_WHAT THIS TASK INVOLVES_
Switch "clicks" to "points" and write out the lines from the one that contains "In each <instance>" through the one that contains "box: [748, 215, 800, 298]", with everything else left unchanged.

_RECORD SET_

***

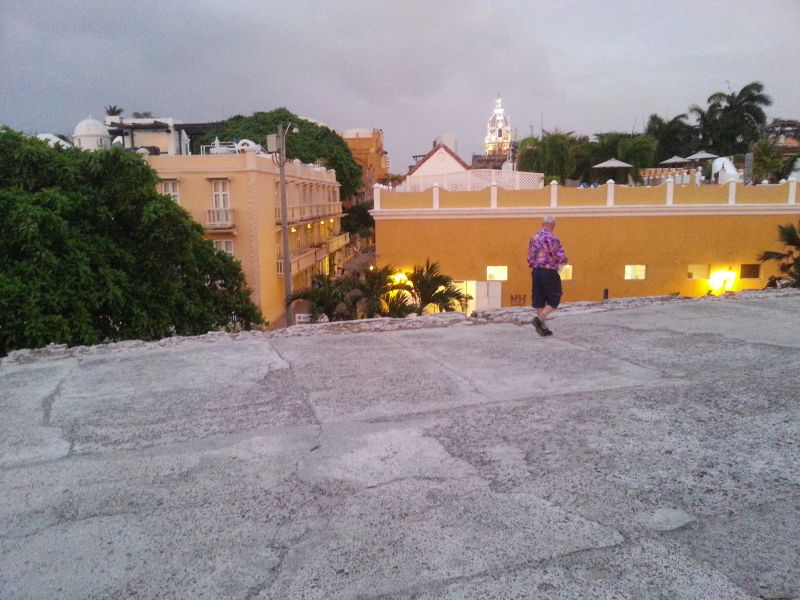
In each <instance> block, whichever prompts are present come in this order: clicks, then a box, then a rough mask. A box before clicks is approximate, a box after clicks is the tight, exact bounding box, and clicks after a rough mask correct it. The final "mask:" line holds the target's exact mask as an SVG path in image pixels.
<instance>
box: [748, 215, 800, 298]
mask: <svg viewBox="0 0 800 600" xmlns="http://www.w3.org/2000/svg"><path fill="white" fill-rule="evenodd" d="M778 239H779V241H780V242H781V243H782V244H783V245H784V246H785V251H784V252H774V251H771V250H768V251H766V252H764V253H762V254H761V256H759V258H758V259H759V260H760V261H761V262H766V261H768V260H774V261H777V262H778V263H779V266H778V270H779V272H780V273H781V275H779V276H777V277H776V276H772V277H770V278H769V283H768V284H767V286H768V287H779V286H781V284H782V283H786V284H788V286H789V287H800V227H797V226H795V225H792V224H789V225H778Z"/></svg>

***

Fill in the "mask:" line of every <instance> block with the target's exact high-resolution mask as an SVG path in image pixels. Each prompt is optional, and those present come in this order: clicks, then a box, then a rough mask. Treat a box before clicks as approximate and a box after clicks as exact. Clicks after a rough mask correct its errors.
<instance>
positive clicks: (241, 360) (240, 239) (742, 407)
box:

***

_ANSWER SPACE_
In each <instance> block, whichever prompts are present come in this order: points, then a box, then a rough mask. A box before points is approximate, a box after points is the tight, exact bounding box, and points after a rough mask correct it. The final "mask:" line holds the target's exact mask as an SVG path in image pixels.
<instance>
box: [748, 215, 800, 298]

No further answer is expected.